◆ PROBLEM DESCRIPTION:
Reproduce every line of the records below in full, shifting each point coordinate in the answers by adding 99 to both of its values. Leave the pictures out of your answer.

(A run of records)
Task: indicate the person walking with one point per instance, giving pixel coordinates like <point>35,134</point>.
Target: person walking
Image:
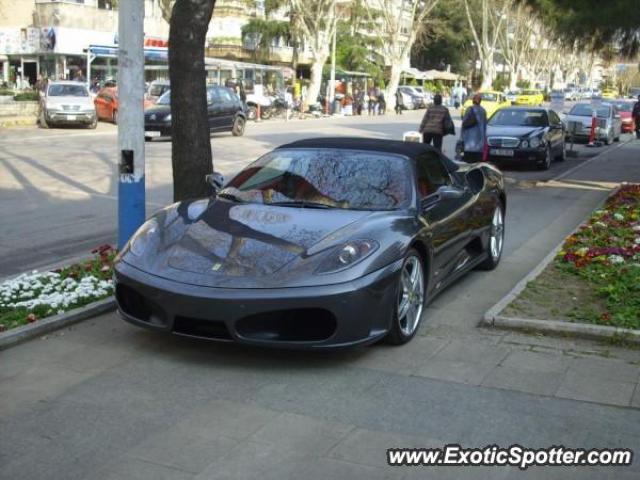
<point>436,123</point>
<point>474,131</point>
<point>636,116</point>
<point>399,102</point>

◆ TASK RESULT:
Task: indicate the person walking with one point per instance, giving pixel coordinates like <point>35,134</point>.
Target: person walking
Image:
<point>535,222</point>
<point>573,230</point>
<point>735,215</point>
<point>498,201</point>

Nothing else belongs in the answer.